--- start of Available records ---

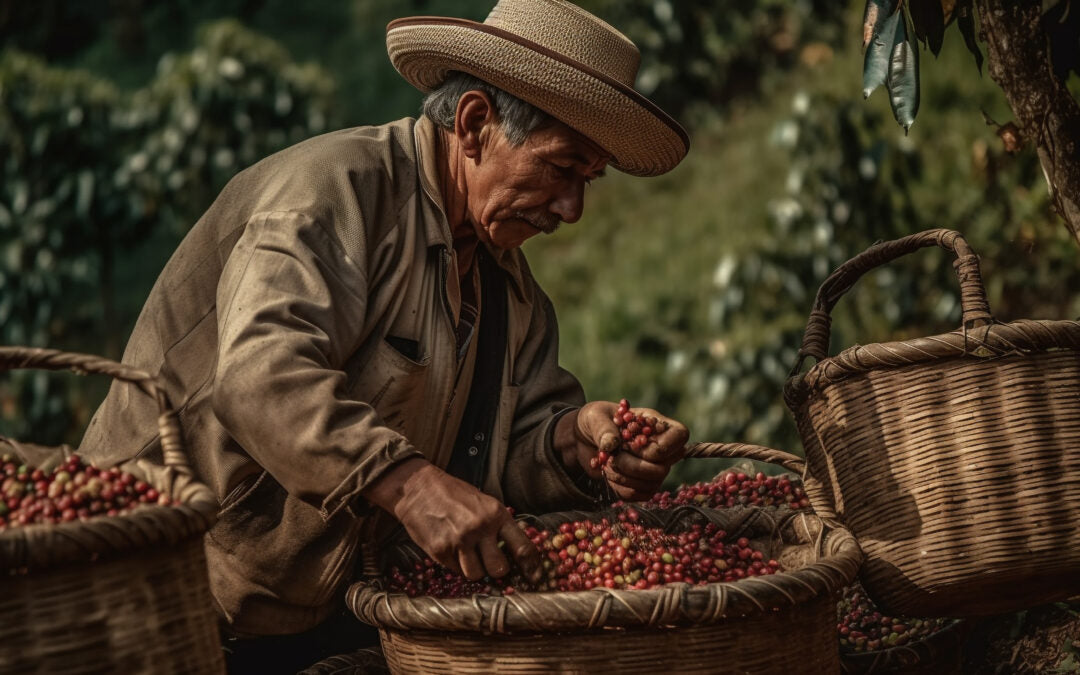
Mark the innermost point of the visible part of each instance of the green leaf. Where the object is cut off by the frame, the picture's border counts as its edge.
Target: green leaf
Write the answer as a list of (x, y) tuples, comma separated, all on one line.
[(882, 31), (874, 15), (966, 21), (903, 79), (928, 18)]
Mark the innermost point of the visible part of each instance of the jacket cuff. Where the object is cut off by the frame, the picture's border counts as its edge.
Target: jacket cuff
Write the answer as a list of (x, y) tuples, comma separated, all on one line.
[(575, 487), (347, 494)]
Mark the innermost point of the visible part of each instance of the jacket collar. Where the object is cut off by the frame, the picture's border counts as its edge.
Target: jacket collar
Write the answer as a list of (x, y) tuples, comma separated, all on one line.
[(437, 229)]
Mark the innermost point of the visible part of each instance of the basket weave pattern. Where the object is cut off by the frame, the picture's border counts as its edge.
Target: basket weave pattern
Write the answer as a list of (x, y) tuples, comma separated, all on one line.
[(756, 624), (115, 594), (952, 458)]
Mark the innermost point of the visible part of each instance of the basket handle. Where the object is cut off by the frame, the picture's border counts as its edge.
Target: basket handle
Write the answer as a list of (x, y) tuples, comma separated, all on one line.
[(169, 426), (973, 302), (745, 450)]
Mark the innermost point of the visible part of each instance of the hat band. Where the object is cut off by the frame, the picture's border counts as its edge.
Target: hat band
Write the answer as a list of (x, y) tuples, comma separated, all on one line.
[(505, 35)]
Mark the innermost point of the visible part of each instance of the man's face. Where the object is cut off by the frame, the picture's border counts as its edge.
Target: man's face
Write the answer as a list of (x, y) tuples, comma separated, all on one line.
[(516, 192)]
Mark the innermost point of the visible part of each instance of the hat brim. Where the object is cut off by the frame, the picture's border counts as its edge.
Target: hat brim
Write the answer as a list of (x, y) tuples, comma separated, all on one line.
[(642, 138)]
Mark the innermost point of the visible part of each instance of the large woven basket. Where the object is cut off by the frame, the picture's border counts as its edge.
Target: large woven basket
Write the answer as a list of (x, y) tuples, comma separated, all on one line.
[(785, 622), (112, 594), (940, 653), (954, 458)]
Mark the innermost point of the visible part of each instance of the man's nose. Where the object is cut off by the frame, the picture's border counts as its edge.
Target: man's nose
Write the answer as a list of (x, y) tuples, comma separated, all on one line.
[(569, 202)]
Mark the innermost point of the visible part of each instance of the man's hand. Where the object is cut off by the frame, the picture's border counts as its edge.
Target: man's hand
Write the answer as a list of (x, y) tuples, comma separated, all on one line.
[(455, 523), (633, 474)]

--- end of Available records ---
--- start of Available records ---

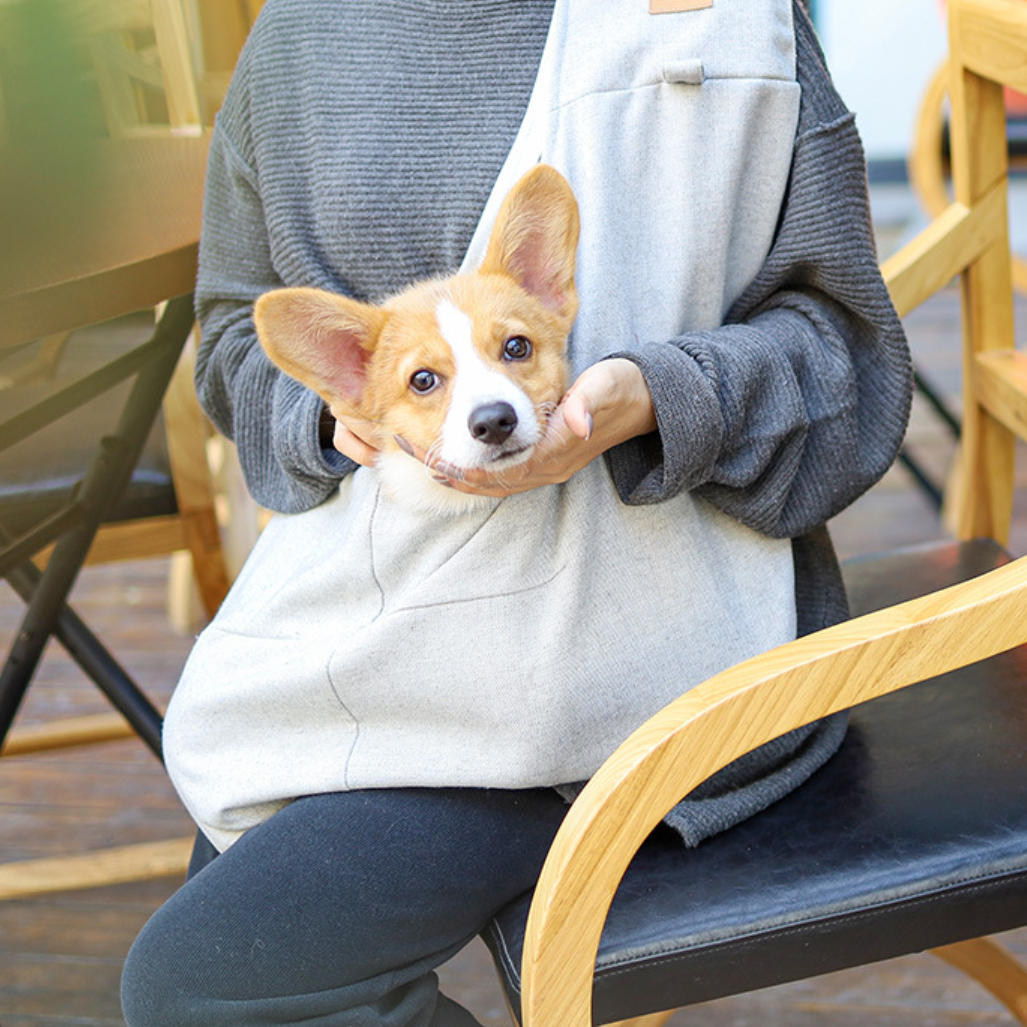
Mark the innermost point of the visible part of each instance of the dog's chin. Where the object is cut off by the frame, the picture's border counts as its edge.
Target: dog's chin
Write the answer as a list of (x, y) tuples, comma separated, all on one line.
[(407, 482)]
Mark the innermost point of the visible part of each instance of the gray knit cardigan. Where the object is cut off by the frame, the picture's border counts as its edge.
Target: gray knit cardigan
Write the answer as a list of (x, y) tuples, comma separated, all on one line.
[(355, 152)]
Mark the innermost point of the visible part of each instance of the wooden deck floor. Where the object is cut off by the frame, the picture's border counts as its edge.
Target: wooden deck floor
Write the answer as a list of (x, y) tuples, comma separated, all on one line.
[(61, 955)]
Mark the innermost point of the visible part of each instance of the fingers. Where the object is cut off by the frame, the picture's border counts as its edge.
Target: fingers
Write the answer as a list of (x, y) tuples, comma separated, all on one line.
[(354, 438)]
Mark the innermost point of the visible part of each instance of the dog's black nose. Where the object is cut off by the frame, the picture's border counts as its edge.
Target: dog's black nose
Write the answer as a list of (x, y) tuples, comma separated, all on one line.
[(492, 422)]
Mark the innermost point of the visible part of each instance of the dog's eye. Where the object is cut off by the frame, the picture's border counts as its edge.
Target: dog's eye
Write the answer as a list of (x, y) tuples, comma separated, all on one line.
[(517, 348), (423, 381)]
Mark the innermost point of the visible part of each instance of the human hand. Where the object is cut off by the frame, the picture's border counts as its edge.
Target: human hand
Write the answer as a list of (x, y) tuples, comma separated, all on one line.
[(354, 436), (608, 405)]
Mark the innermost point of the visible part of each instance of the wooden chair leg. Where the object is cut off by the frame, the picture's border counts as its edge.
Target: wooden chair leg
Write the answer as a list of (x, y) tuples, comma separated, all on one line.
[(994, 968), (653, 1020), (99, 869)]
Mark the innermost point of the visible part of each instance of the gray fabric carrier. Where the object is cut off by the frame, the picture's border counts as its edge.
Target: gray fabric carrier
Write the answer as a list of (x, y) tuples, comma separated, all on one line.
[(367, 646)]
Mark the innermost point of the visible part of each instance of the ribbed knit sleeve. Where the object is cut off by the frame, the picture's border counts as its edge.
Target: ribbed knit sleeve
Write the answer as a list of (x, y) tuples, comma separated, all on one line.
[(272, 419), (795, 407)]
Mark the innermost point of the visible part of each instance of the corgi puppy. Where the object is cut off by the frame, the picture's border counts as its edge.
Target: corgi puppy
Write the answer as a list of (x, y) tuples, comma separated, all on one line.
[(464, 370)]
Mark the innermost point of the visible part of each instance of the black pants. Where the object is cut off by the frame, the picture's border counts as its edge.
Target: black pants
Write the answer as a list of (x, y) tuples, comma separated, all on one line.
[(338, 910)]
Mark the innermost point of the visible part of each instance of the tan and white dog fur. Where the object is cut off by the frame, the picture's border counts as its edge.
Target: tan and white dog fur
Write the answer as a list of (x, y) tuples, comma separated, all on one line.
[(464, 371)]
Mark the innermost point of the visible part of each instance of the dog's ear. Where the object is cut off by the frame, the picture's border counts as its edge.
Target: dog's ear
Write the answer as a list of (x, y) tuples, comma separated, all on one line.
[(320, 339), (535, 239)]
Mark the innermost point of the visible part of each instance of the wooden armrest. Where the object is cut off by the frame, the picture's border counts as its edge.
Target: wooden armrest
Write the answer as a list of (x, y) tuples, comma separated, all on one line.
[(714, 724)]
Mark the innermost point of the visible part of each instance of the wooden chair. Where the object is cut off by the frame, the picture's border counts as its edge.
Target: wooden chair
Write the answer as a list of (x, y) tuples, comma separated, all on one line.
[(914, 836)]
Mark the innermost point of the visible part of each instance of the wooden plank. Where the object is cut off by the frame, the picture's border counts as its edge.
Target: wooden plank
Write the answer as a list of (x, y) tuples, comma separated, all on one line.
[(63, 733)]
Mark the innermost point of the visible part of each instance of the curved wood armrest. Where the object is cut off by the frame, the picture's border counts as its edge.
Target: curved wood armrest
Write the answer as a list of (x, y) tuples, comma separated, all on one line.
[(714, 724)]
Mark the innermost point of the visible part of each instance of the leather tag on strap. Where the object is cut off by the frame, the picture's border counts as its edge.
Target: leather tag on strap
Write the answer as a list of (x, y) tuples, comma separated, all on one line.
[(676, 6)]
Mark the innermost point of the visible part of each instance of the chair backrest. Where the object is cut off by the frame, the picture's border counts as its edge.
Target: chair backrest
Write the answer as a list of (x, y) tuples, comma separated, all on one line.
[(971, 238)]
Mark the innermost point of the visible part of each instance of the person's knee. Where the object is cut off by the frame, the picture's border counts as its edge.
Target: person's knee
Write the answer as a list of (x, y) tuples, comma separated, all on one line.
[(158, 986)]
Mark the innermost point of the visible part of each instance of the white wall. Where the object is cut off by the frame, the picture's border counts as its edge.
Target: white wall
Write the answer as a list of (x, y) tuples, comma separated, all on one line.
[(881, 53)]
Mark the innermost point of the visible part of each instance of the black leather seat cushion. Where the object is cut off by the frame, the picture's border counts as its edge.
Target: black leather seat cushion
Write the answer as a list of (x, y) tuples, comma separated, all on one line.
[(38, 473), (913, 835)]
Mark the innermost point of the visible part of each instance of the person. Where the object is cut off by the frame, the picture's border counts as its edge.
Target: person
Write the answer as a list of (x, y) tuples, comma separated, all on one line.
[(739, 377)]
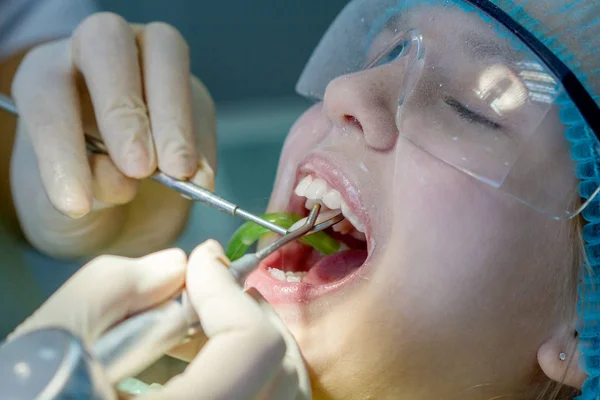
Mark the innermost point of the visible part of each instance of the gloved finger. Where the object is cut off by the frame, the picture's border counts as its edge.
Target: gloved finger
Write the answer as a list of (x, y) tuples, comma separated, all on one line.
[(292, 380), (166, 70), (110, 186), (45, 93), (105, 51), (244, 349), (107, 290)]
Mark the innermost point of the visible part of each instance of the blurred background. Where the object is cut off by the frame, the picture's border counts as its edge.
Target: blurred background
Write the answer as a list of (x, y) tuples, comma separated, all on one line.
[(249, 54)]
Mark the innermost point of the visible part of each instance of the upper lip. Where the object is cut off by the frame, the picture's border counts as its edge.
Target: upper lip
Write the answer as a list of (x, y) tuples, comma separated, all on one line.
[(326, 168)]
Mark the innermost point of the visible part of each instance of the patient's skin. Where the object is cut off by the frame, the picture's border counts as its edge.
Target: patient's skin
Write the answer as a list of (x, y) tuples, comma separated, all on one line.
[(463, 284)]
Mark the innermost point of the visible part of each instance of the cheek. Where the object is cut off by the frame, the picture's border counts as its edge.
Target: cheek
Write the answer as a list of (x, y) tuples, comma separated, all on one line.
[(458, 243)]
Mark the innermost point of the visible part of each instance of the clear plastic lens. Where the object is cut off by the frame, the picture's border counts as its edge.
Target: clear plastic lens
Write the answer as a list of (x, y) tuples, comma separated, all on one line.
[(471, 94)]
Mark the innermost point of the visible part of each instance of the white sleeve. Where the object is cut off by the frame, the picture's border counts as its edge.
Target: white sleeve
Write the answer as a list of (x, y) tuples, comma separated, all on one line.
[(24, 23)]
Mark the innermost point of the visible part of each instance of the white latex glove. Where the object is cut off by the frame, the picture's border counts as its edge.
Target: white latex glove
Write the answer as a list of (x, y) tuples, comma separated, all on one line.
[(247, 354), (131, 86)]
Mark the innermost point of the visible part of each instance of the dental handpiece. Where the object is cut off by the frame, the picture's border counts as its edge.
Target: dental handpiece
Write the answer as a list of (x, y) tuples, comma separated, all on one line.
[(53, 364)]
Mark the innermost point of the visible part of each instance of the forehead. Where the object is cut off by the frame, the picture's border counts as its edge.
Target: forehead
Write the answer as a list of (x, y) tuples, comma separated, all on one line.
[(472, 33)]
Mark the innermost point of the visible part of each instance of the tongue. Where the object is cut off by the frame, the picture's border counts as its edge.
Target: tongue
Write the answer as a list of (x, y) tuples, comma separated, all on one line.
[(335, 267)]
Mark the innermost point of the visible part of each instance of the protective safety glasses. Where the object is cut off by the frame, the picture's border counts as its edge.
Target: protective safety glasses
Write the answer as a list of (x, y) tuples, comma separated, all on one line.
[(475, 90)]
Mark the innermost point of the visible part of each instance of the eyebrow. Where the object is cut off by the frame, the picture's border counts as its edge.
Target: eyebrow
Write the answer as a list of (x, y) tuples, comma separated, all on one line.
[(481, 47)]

--- end of Available records ---

--- Your objective ---
Please retype everything from the line containing "the white wall." down to the line containing "[(38, 473), (913, 835)]", including both of those lines.

--- Full output ---
Mark the innermost point of the visible part of each instance of the white wall. Where the object is cut off by the frame, the picture's border counts as its edge.
Target: white wall
Write the answer as a list of (x, y) tuples, comma separated, all on one line.
[(881, 53)]
Mark the innermost point of the visible part of each instance of the black leather seat cushion. Where the object is cut off by the frame, the picture's border counts as its edge.
Target: black leather seat cushion
Write the answer as a list of (x, y) tuples, comma separated, all on one line.
[(38, 473), (913, 835)]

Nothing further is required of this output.